Instructions for the task:
Return, unchanged, the lines of the data below starting at the line containing "I need to find every shoreline" and ending at the line containing "left=390, top=262, right=474, bottom=287", including both of those lines.

Available data:
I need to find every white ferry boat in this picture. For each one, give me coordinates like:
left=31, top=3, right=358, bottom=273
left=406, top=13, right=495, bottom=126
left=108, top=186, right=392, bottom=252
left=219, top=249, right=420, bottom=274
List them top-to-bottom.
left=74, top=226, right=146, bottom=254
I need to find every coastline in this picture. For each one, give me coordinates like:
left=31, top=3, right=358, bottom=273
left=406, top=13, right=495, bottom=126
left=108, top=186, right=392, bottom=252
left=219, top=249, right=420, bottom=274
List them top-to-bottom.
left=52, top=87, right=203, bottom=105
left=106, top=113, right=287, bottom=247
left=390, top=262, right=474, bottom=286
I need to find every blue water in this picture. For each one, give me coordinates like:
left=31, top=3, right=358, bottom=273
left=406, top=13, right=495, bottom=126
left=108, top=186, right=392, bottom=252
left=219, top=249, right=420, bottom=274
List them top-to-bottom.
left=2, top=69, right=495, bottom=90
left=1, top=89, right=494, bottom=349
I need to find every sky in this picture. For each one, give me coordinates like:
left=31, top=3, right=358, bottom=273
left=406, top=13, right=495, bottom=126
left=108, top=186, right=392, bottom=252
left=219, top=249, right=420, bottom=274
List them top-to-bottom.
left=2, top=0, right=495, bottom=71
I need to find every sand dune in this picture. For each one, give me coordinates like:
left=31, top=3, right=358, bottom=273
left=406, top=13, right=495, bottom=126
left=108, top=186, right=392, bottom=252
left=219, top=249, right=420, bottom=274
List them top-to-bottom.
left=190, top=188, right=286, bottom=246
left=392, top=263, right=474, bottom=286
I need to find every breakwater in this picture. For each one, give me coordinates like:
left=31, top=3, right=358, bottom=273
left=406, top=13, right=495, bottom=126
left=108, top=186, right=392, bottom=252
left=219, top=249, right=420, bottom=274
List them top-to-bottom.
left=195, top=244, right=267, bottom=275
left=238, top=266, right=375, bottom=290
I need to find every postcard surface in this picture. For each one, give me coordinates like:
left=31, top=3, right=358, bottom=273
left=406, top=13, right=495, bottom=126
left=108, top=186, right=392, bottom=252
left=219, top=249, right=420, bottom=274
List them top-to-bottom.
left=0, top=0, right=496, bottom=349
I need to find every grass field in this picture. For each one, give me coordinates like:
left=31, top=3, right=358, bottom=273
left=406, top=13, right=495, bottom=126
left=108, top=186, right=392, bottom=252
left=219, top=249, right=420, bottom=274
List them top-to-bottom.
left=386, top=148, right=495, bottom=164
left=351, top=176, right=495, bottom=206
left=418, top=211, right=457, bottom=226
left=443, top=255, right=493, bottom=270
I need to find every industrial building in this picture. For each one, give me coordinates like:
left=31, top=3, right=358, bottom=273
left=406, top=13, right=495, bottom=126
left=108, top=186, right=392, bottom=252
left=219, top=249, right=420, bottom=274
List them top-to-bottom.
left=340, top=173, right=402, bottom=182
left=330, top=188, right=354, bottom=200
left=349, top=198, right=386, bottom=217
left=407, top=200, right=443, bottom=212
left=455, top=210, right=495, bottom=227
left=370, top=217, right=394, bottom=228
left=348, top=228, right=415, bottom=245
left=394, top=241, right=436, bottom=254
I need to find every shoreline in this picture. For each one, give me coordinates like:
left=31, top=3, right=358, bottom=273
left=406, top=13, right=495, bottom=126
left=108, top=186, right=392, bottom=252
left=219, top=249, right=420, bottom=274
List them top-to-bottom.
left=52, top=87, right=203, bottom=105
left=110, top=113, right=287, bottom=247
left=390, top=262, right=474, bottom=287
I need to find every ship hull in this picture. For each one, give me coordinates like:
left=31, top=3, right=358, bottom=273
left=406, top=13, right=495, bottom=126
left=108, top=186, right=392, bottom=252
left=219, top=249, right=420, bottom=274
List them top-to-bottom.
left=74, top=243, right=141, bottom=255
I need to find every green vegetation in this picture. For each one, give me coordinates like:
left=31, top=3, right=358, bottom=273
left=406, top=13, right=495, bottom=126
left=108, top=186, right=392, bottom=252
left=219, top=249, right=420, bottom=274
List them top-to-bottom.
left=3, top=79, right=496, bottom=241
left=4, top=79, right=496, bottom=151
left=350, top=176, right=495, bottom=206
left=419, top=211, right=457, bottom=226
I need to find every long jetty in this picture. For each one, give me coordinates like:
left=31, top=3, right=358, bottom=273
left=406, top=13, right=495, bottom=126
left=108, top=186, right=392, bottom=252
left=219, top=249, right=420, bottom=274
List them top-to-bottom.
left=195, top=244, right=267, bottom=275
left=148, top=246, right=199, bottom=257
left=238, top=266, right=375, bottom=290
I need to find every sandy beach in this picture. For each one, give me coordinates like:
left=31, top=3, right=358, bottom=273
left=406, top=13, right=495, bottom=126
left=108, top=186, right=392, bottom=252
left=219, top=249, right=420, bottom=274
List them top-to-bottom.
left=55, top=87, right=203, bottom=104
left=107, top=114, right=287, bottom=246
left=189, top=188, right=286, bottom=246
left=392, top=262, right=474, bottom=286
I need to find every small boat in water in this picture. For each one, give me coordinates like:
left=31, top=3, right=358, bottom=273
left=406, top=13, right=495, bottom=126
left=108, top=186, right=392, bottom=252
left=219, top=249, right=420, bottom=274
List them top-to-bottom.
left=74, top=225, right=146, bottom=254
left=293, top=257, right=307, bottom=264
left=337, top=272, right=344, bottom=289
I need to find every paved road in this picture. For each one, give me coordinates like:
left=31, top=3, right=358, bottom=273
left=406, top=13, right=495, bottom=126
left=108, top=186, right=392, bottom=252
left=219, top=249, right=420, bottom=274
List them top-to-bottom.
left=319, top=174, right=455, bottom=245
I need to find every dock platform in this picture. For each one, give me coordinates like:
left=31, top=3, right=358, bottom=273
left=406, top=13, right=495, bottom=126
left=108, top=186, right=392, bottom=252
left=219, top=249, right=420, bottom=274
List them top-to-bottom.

Written response:
I need to find every shoreline in this picture. For each one, give me coordinates like:
left=31, top=3, right=358, bottom=273
left=406, top=13, right=495, bottom=126
left=108, top=186, right=392, bottom=252
left=219, top=249, right=420, bottom=274
List them top-to-bottom.
left=52, top=87, right=203, bottom=105
left=110, top=113, right=287, bottom=247
left=390, top=262, right=474, bottom=287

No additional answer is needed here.